▸ OBJECTIVE
Recast the lines below as a JSON list of strings, one string per line, skipping blank lines. Leave the pictures out of the list.

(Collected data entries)
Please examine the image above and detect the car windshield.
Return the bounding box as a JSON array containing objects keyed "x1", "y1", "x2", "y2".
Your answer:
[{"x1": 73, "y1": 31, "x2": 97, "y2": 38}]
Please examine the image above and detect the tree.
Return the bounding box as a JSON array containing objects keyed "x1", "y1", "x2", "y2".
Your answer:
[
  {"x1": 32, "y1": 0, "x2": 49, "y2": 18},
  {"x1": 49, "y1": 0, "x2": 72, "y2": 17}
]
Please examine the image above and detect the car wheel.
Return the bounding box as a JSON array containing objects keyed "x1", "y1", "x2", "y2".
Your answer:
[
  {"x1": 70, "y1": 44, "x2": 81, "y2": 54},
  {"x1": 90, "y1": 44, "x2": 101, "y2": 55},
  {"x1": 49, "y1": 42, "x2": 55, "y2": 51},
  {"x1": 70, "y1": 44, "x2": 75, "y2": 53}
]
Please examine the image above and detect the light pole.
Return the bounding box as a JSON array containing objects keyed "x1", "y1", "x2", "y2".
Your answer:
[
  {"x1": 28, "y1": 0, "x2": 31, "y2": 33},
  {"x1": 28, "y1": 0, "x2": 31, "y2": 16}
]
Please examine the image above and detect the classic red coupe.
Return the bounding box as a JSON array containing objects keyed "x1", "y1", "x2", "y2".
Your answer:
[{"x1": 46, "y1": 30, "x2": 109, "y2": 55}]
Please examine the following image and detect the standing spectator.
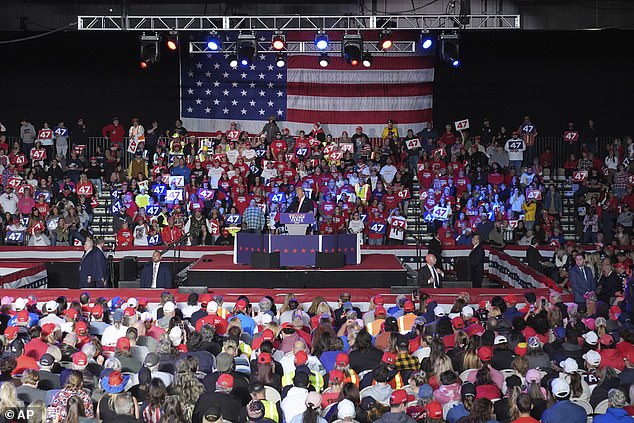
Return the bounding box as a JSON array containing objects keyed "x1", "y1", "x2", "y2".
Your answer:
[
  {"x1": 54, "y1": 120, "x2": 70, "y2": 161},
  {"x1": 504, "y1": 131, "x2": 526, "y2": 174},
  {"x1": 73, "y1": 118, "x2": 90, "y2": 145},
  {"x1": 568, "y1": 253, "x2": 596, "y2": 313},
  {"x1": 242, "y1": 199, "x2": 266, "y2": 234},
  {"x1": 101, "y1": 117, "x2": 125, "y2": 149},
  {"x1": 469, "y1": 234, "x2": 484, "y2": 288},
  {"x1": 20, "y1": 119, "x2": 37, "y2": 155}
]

▸ OUTPUT OF THE TASK
[
  "Please examine the image above and detect the car windshield.",
  "Return the bounding box as a JSON array containing objects keyed \"x1\", \"y1\", \"x2\", \"y2\".",
  "Your answer:",
  "[{\"x1\": 73, \"y1\": 31, \"x2\": 97, \"y2\": 38}]",
  "Please examine the image above and detect the tree.",
  "Return the bounding box as a JSON array containing objects keyed \"x1\", \"y1\", \"x2\", \"y2\".",
  "Your answer:",
  "[",
  "  {\"x1\": 32, \"y1\": 0, \"x2\": 49, \"y2\": 18},",
  "  {\"x1\": 49, \"y1\": 0, \"x2\": 72, \"y2\": 17}",
  "]",
  "Please examine the image above and detect the car wheel.",
  "Return the bounding box as a JSON array containing objects keyed \"x1\", \"y1\", \"x2\", \"y2\".",
  "Your answer:",
  "[",
  "  {\"x1\": 70, \"y1\": 44, \"x2\": 81, \"y2\": 54},",
  "  {\"x1\": 90, \"y1\": 44, \"x2\": 101, \"y2\": 55},",
  "  {\"x1\": 49, \"y1\": 42, \"x2\": 55, \"y2\": 51},",
  "  {\"x1\": 70, \"y1\": 44, \"x2\": 75, \"y2\": 53}",
  "]",
  "Please examine the image above and detect the light pole.",
  "Return the bounding box as a JSON array containing objects keyed \"x1\", \"y1\", \"x2\", \"y2\".",
  "Your answer:",
  "[",
  "  {\"x1\": 28, \"y1\": 0, \"x2\": 31, \"y2\": 33},",
  "  {\"x1\": 28, \"y1\": 0, \"x2\": 31, \"y2\": 16}",
  "]",
  "Please examine the image above and detect the classic red coupe.",
  "Return the bounding box as a JSON array containing objects keyed \"x1\", \"y1\", \"x2\", \"y2\".",
  "Your answer:",
  "[{\"x1\": 46, \"y1\": 30, \"x2\": 109, \"y2\": 55}]",
  "Please examine the following image and detect the standing spectator.",
  "Return the bounding box as a JSON array containing objects keyed \"x1\", \"y1\", \"x2\", \"y2\".",
  "Your answer:",
  "[",
  "  {\"x1\": 54, \"y1\": 120, \"x2\": 70, \"y2\": 161},",
  "  {\"x1\": 504, \"y1\": 131, \"x2\": 526, \"y2\": 174},",
  "  {\"x1\": 73, \"y1\": 118, \"x2\": 90, \"y2\": 145},",
  "  {\"x1\": 568, \"y1\": 253, \"x2\": 596, \"y2\": 313},",
  "  {\"x1\": 242, \"y1\": 199, \"x2\": 266, \"y2\": 234},",
  "  {\"x1\": 101, \"y1\": 117, \"x2\": 125, \"y2\": 149},",
  "  {\"x1\": 469, \"y1\": 234, \"x2\": 484, \"y2\": 288},",
  "  {\"x1\": 20, \"y1\": 119, \"x2\": 37, \"y2\": 155}",
  "]"
]